### THE TASK
Copy down the listing below exactly. Do not include pictures.

### RECORDS PROVIDED
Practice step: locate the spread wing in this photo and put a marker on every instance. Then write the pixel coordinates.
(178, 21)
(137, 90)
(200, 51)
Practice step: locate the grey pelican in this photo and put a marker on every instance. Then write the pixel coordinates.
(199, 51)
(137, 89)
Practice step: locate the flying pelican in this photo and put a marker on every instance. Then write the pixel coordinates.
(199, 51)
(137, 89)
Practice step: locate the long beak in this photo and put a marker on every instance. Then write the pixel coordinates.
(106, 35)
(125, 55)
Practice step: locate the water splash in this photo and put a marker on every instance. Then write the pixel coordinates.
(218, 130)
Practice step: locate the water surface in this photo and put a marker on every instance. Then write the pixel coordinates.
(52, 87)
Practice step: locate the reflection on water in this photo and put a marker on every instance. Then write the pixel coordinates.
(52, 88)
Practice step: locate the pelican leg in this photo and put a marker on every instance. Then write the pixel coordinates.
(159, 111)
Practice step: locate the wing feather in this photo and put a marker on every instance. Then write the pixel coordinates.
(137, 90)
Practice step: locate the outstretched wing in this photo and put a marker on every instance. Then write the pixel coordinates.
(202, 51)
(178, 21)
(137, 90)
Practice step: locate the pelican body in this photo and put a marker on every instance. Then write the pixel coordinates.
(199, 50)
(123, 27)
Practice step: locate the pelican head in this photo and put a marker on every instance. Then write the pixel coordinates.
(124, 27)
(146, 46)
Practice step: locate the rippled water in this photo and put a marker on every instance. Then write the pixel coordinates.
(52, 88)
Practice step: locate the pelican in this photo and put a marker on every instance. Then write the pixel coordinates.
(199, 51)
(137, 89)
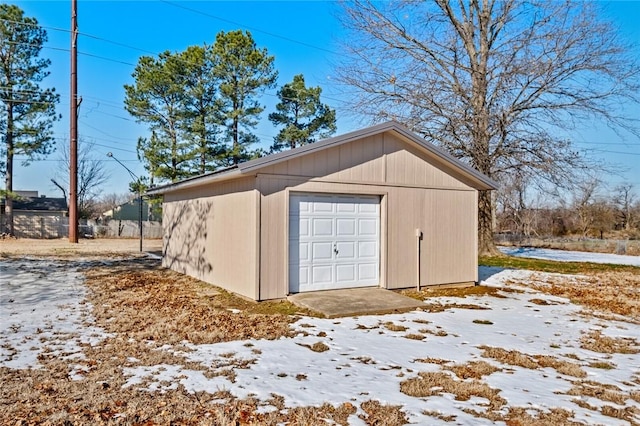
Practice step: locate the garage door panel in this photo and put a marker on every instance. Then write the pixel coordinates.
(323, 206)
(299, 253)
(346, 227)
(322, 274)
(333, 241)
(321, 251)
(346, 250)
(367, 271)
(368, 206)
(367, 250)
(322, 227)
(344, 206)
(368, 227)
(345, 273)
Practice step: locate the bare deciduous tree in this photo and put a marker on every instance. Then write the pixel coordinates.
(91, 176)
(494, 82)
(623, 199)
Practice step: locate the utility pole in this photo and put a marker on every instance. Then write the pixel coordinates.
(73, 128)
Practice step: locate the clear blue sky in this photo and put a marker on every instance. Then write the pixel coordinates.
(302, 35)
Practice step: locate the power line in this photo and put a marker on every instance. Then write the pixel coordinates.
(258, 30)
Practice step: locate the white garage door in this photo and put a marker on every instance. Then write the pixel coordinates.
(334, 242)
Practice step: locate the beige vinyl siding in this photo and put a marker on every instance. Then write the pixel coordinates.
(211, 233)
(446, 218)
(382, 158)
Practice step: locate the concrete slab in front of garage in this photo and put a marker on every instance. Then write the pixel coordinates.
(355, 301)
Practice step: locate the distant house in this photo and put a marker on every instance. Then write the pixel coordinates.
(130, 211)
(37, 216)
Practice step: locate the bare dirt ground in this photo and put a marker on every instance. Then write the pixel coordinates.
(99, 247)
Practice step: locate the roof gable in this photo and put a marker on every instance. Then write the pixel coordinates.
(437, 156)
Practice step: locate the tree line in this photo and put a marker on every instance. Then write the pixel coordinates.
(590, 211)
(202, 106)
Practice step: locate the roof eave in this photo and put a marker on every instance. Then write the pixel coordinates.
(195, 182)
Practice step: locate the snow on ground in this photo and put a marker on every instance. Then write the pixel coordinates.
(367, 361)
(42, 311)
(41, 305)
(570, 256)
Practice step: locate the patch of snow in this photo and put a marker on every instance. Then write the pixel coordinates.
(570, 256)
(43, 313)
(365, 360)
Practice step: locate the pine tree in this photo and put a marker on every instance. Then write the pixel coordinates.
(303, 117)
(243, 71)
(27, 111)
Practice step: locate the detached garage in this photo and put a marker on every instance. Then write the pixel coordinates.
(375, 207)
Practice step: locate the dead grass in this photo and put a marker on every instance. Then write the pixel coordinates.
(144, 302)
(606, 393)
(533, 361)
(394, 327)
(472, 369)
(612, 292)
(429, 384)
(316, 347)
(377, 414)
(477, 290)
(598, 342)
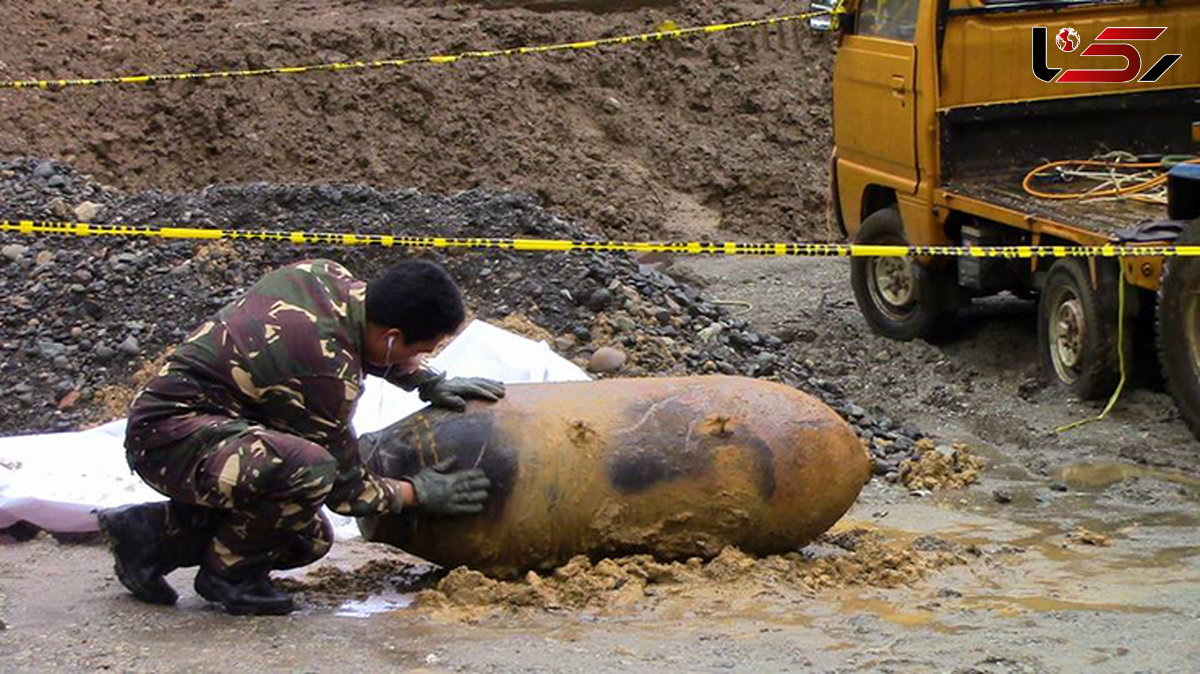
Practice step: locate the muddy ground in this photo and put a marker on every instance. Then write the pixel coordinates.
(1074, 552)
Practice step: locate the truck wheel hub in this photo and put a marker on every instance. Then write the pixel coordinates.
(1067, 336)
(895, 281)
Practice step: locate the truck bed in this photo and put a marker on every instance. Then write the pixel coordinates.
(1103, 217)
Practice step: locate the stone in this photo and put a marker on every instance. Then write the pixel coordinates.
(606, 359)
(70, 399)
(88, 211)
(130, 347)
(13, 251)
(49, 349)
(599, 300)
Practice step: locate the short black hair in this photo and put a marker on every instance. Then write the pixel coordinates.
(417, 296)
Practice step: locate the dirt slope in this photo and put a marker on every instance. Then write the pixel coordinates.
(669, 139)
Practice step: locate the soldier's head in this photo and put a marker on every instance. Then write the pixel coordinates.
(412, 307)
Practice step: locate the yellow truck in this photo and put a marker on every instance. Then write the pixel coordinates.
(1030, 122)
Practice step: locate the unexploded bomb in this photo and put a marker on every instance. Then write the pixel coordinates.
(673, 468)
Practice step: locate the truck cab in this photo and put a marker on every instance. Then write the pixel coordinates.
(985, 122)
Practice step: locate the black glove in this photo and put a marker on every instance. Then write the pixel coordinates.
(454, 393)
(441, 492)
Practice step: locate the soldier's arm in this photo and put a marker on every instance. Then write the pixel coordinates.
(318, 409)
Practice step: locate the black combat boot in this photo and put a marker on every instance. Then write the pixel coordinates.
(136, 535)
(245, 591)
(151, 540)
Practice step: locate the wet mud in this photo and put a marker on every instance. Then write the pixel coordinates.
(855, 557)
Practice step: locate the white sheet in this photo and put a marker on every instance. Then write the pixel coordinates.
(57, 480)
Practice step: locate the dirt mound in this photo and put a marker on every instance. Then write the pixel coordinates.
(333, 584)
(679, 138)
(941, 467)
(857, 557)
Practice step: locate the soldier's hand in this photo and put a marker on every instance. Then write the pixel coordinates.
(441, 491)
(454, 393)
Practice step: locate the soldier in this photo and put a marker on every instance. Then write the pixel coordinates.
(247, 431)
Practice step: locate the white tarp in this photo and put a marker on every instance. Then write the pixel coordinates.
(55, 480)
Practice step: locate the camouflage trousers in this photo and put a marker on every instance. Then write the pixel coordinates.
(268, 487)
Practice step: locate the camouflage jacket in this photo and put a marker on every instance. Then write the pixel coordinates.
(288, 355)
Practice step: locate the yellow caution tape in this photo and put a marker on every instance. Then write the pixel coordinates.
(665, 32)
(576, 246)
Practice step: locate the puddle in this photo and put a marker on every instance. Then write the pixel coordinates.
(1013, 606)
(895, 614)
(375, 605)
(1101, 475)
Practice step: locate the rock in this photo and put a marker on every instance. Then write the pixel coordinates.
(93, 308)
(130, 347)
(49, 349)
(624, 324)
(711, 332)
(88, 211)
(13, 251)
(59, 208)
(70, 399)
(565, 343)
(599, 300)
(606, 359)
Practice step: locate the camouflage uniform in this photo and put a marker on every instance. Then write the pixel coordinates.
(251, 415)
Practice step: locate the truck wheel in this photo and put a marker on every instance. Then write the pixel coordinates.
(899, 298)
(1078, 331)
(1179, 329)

### ANSWER BOX
Practice step: locate the spread wing in this photo and put a marker on every instance. Then write the pixel coordinates.
(178, 21)
(137, 90)
(200, 51)
Practice step: locate the grey pelican in this photo and put a marker on every instance. Then write the pixel coordinates.
(199, 51)
(137, 89)
Practice step: locate the flying pelican in this photo and put a marker on every instance. Then write the pixel coordinates.
(199, 51)
(137, 89)
Practice step: locate the long beak in this photo and put a marker on every instance. Then write the pixel coordinates.
(106, 35)
(125, 55)
Practice step: locate the water splash in this photo and put a marker on every instance. Then write the pixel coordinates.
(218, 130)
Practice step: locate the water surface in this photo and put a marker on every instance. Then write the pixel coordinates.
(52, 87)
Practice step: locate the reflection on water in this photo and put a marker on every instance. Then write the pixel coordinates.
(52, 88)
Practice step: locate the pelican leg in this photo and put a marker on every instance. Then write the pixel coordinates.
(159, 111)
Practice step: locate the wing feather in this photo and put a marker on every instance. Then write the pixel coordinates.
(137, 90)
Practice step: locate the outstretched wing in this photo and put a marker on every instance. Then write the pixel coordinates.
(202, 51)
(178, 21)
(137, 90)
Practice step: locate the pelican body in this photo and put a marker on every instance. Then write the pixel coordinates.
(199, 50)
(123, 27)
Practice step: locate the pelican head in this photo and put a marker on every instance. Then write the pixel coordinates.
(124, 27)
(146, 46)
Practice step: locate the rippled water in this photo and put a marker on every instance. Then write the pixel coordinates.
(52, 88)
Practice step: locate the pelican in this photo and put a marker on every instance. Then write the pixel coordinates.
(199, 51)
(137, 89)
Practice step: locate the garage door panel in this photo and put a marker on every instance. Then write the pixel coordinates.
(323, 206)
(299, 253)
(346, 227)
(322, 274)
(333, 241)
(321, 251)
(346, 250)
(367, 271)
(368, 206)
(367, 250)
(322, 227)
(344, 206)
(368, 227)
(345, 273)
Practice step: locate the bare deciduous tree in this photo and put a marker on every instance. Then write the pixel coordinates.
(91, 176)
(494, 82)
(623, 199)
Practice step: locate the utility pole in this photo and put a marker on every instance. Then write the pixel coordinates.
(73, 128)
Practice step: locate the clear blue sky in this photo and put a marker on every instance. Then write the pixel coordinates.
(302, 35)
Practice step: locate the power line in this photo and put a marker on every instance. Then write the pixel coordinates.
(258, 30)
Practice step: locate the white garage door in this photo and put a marker on every instance. Then write the pixel coordinates.
(334, 242)
Practice step: locate the beige vinyl siding in this photo and put a marker on every instance. Then write the pixel coordinates.
(211, 233)
(446, 218)
(382, 158)
Practice step: locate the concrete slab in front of garage in this photo and put a marker on every instance. Then write the pixel coordinates.
(355, 301)
Practice step: locate the distant house in this photo and put a marker on every instance. Then write the pixel coordinates.
(130, 211)
(37, 216)
Practice step: locate the bare dirt ground in this photo and put a marker on every instance. Then write the pixel coordinates.
(99, 247)
Practice step: locate the roof gable in this photo and put a marker on every instance. Then write the pixel coordinates.
(437, 156)
Practice step: locate the tree line in this photo and put a marker on every instance. Then write the pixel coordinates.
(590, 211)
(202, 106)
Practice step: locate the roof eave in this photo and put a marker on every instance. Then write the pixel coordinates.
(195, 182)
Practice step: locate the snow on ground in this photo and put a marker on every instance. Then write the pixel coordinates.
(367, 361)
(42, 311)
(41, 305)
(570, 256)
Practice step: locate the patch of snow in this photo and put a marker on every instance. Then write the pixel coordinates.
(570, 256)
(43, 313)
(365, 360)
Practice step: locate the pine tree in this photo and put a marker on every instance. Then write the pixel coordinates.
(303, 117)
(243, 71)
(27, 111)
Practice step: locate the detached garage in this photo and put a marker on every instance. Then write the pixel coordinates.
(375, 207)
Practice step: locate the dead grass in this photo and put a marker on every instance. Then write the pixel coordinates.
(144, 302)
(606, 393)
(533, 361)
(394, 327)
(472, 369)
(612, 292)
(429, 384)
(316, 347)
(377, 414)
(477, 290)
(598, 342)
Practice step: locate the muddy ground in this photo and put a marker on every instance. Then write the pixel coordinates.
(1074, 552)
Practice step: locate the truck wheel hub in this photo and put a marker on every instance. Then write the pixel coordinates.
(1067, 336)
(895, 281)
Practice step: locate the truck bed in this photo and put a marker on every instance. Then write the pixel coordinates.
(1103, 217)
Practice step: locate the stone in this photo and put a marker on every instance. Then write the pixel coordinates.
(606, 359)
(70, 399)
(88, 211)
(130, 347)
(13, 251)
(49, 349)
(599, 300)
Practice step: locate the short black hair in this photo and put a marker on every instance. Then write the pixel coordinates.
(417, 296)
Practice step: locate the dirt slope in this photo and put a marker on every instance. Then write the pixel coordinates.
(669, 139)
Practice step: locate the soldier's head in this photo and put a marker on every instance. Then write the pixel coordinates.
(412, 307)
Practice step: locate the yellow truck in this photo and put a marker on every instance. Then write the pixel coordinates.
(1030, 122)
Practice step: locate the unexploded bomb in this photo and put a marker on every instance. Then write the pixel coordinates.
(673, 468)
Practice step: locate the truck cab in this photo and put a marker on every instance. Then write the pixel coordinates.
(985, 122)
Practice step: locate the black glove in this photo and put a marker on every instance. Then write the pixel coordinates.
(454, 393)
(441, 492)
Practice step: locate the soldier's arm in this photo and put a marker on every instance. Then write the pixel coordinates.
(318, 409)
Practice step: locate the black combat boot in this photo and put a marker on every instance. Then write the pixel coordinates.
(136, 535)
(245, 591)
(151, 540)
Practice step: locate the wet mud in this photo and put a marker on every instance. Then write the pixel coordinates.
(855, 557)
Practice step: locate the white sheet in this photo and put a marker on every instance. Then write the pixel coordinates.
(57, 480)
Practice step: locate the dirt mound in this photo and put a marker on every instance. Then write the pixel coordinates.
(333, 584)
(679, 138)
(941, 467)
(857, 557)
Practice step: locate the soldier's hand in this photo and put a marker on every instance. Then write the pixel coordinates.
(441, 491)
(454, 393)
Practice step: locate the soldier in this photo and put a marker on every instance. Then write the pixel coordinates.
(247, 431)
Practice step: locate the white tarp in this photo and put a marker on every instance. Then write the pixel coordinates.
(55, 480)
Practice step: locate the camouflage trousers in this photo and put a marker on every instance. Then write the pixel coordinates.
(268, 487)
Practice step: locate the camouflage jacket in this photo and put a marker on every instance. Then write the pixel coordinates.
(288, 355)
Practice step: locate the yellow caution tape in this photo and put a marker on every instance. Then write the pixel coordinates.
(665, 32)
(576, 246)
Practice step: locate the puddle in this photo and put a marker on every instance. Then write the pixel coordinates.
(1013, 606)
(895, 614)
(375, 605)
(1101, 475)
Practice step: locate the rock in this photo and put a marker on every instance. Then write the pixel coordinates.
(93, 308)
(130, 347)
(49, 349)
(624, 324)
(711, 332)
(88, 211)
(13, 251)
(59, 208)
(70, 399)
(565, 343)
(599, 300)
(606, 359)
Practice step: locate the camouflage uniform in this photo and put a marker on every instance. Then write the pixel coordinates.
(251, 415)
Practice step: locate the truck wheel in this photo and put a marker on every instance. Then write the pixel coordinates.
(899, 298)
(1078, 331)
(1179, 329)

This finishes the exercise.